◆ SET PROBLEM: All entries must be extracted exactly, with nothing added or dropped.

--- DATA FOR THE TASK ---

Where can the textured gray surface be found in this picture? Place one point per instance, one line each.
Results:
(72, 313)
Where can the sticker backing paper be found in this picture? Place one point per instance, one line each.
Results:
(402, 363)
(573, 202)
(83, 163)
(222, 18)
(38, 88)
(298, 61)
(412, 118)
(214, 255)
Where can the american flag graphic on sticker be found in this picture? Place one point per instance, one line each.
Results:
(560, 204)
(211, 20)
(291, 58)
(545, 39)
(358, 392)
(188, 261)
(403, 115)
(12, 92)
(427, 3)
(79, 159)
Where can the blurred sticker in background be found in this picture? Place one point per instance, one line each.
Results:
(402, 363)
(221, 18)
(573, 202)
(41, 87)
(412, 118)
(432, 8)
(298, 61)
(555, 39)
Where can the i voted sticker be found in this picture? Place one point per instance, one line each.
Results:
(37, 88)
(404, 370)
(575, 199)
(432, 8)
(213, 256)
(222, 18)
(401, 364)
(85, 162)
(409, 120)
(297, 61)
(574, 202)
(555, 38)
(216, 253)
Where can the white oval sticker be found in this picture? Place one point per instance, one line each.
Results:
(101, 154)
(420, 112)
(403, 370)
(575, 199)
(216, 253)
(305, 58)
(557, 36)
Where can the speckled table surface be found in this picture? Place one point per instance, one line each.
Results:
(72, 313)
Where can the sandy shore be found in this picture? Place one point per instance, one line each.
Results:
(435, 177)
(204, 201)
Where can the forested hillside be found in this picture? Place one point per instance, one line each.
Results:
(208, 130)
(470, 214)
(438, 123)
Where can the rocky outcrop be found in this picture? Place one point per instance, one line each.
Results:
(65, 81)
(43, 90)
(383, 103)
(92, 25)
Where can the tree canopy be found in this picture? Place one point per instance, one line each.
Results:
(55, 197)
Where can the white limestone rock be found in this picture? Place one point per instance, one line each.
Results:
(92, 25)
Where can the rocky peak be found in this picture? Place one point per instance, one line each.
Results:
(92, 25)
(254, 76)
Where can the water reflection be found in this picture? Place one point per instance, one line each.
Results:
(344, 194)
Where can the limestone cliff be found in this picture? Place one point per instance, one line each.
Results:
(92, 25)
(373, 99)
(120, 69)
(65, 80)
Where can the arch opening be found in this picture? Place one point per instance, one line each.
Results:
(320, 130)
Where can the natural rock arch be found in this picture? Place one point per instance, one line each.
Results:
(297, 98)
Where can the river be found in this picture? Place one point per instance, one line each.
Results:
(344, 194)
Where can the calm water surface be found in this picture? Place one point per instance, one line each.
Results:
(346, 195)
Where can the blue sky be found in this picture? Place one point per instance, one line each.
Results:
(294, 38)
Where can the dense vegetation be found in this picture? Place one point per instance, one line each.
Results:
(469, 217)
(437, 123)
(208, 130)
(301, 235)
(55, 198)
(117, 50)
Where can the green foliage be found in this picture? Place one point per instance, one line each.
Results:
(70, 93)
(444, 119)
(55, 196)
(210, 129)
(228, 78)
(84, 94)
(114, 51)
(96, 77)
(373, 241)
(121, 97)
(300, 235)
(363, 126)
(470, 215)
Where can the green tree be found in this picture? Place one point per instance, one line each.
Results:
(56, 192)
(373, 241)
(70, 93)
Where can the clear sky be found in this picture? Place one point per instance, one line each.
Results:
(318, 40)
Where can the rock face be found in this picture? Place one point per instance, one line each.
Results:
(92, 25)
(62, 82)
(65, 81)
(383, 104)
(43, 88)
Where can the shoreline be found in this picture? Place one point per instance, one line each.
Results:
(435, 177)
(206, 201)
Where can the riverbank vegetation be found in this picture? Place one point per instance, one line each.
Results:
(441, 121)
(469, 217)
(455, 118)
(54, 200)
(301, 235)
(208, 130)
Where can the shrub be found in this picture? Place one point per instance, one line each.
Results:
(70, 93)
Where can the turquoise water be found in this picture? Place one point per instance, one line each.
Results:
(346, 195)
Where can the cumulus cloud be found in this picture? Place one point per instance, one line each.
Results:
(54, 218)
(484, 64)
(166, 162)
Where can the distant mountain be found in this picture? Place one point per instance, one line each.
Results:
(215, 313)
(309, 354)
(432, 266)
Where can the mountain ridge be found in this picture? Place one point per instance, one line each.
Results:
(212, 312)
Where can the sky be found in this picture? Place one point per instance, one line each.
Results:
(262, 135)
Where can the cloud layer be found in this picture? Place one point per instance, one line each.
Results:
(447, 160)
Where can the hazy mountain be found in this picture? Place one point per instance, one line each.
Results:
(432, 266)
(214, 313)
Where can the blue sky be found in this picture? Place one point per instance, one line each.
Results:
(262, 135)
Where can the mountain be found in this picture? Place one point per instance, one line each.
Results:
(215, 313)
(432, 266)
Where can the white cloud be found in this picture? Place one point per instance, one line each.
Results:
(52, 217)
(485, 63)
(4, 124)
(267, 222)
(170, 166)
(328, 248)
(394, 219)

---

◆ EXERCISE RESULT:
Where can the textured gray surface be found in this picture? Place one point per instance, one line each.
Results:
(72, 313)
Where can the sticker backing paper be found in this picture? Place one point per instance, one line each.
Results:
(402, 363)
(573, 202)
(83, 163)
(222, 18)
(38, 88)
(298, 61)
(412, 118)
(214, 255)
Where can the american flag graphic on sticker be found in this picture? Place one point per instance, one line each.
Results:
(560, 204)
(211, 20)
(291, 58)
(545, 39)
(358, 392)
(188, 261)
(403, 115)
(12, 92)
(427, 3)
(79, 159)
Where can the blurred sticker in background be found in this picture? Place one point per instance, one line each.
Results:
(402, 363)
(221, 18)
(573, 202)
(41, 87)
(412, 118)
(432, 8)
(298, 61)
(555, 39)
Where can the i voted sticker be found in this picture? Place one point per instance, one line each.
Results:
(37, 88)
(404, 370)
(575, 199)
(432, 8)
(213, 256)
(222, 18)
(401, 364)
(85, 162)
(409, 120)
(297, 61)
(574, 202)
(555, 38)
(216, 253)
Where can the white oval sticker be found in this picture? Place one point per instance, one line each.
Results:
(101, 154)
(420, 112)
(403, 370)
(575, 199)
(216, 253)
(305, 58)
(557, 36)
Where can the speckled table surface be found in this picture? Place one point per instance, one line each.
Results:
(72, 313)
Where can the sandy shore be found in this picture? Place one point per instance, one line each.
Results:
(435, 177)
(204, 201)
Where can the forested hillside be found in this picture? Place one point per instance, one line each.
Results:
(208, 130)
(470, 214)
(438, 123)
Where can the rocky outcrop be found in this picture? Place one point per instance, one line each.
Results:
(65, 81)
(43, 90)
(383, 103)
(92, 25)
Where can the tree canopy be found in this picture? Place one point per instance, one line each.
Results:
(55, 197)
Where can the white limestone rock be found in this picture? Place one point per instance, one line each.
Results:
(92, 25)
Where can the rocky peak be found in this picture? Place one point per instance, one line each.
Results:
(92, 25)
(254, 76)
Where can the water reflection be found in this picture? Place one point per instance, one line each.
Results:
(344, 194)
Where can the limestone cliff be found in this picture? Place one point per instance, one line each.
Results:
(92, 25)
(373, 99)
(120, 69)
(65, 80)
Where can the arch opening be found in this picture? Place one point per instance, one line each.
Results:
(320, 130)
Where can the natural rock arch be found in this picture? Place one point per instance, one line each.
Results:
(297, 98)
Where can the river be found in this picture? Place one point per instance, one line each.
Results:
(344, 194)
Where can the calm water surface be found in this picture? Place one point per instance, one line each.
Results:
(346, 195)
Where can the blue sky be found in this picture? Place one point per instance, one line each.
Results:
(294, 38)
Where can the dense vegetation be found in this picture? Place one point per instance, one line each.
Results:
(469, 217)
(437, 123)
(208, 130)
(301, 235)
(55, 198)
(117, 50)
Where can the green foliage be found in this picture? Place one point per instance, one line each.
Results:
(70, 93)
(444, 119)
(55, 196)
(210, 129)
(228, 78)
(84, 94)
(114, 51)
(96, 77)
(373, 241)
(121, 97)
(300, 235)
(363, 126)
(470, 215)
Where can the green tree be found in this picture? Place one point per instance, one line each.
Results:
(56, 192)
(373, 241)
(70, 93)
Where can the clear sky be found in this picture? Place one point per instance, one line each.
Results:
(318, 40)
Where can the rock face be found in this picture? Place one point per instance, one line each.
Results:
(92, 25)
(62, 82)
(65, 81)
(383, 104)
(43, 88)
Where can the shoreline be found in this picture? Place one point per instance, one line each.
Results:
(435, 177)
(206, 201)
Where can the riverbank vegetation be found in this picture? Place one point per instance, one line each.
Results:
(441, 121)
(469, 217)
(455, 118)
(54, 200)
(301, 235)
(208, 130)
Where can the shrub be found in this picture? Place one point per instance, one line each.
Results:
(70, 93)
Where can the turquoise water be found in this picture? Place one point per instance, one line each.
Results:
(346, 195)
Where can the cumulus cloud be found in this picture? Place one point per instance, one line each.
Results:
(54, 218)
(484, 64)
(166, 162)
Where can the distant mountain be found in this picture? Place one point per instance, one line each.
Results:
(215, 313)
(309, 354)
(432, 266)
Where can the mountain ridge be found in this picture? Place one point per instance, one line each.
Results:
(212, 312)
Where can the sky be found in this picture? Place one point per instance, one line each.
Results:
(262, 135)
Where can the cloud layer be found in this picture? Place one point per instance, one line each.
Results:
(447, 160)
Where can the hazy mountain be found in this picture? Place one point per instance, one line each.
Results:
(432, 266)
(214, 313)
Where can the blue sky be found in this picture? Place one point per instance, one line each.
Results:
(262, 135)
Where can the mountain be found in this picture? Place one point per instance, one line each.
Results:
(215, 313)
(432, 266)
Where can the white cloud be found in this picture? Place one point per instance, one line each.
Results:
(52, 217)
(485, 63)
(4, 124)
(267, 222)
(170, 166)
(328, 248)
(394, 219)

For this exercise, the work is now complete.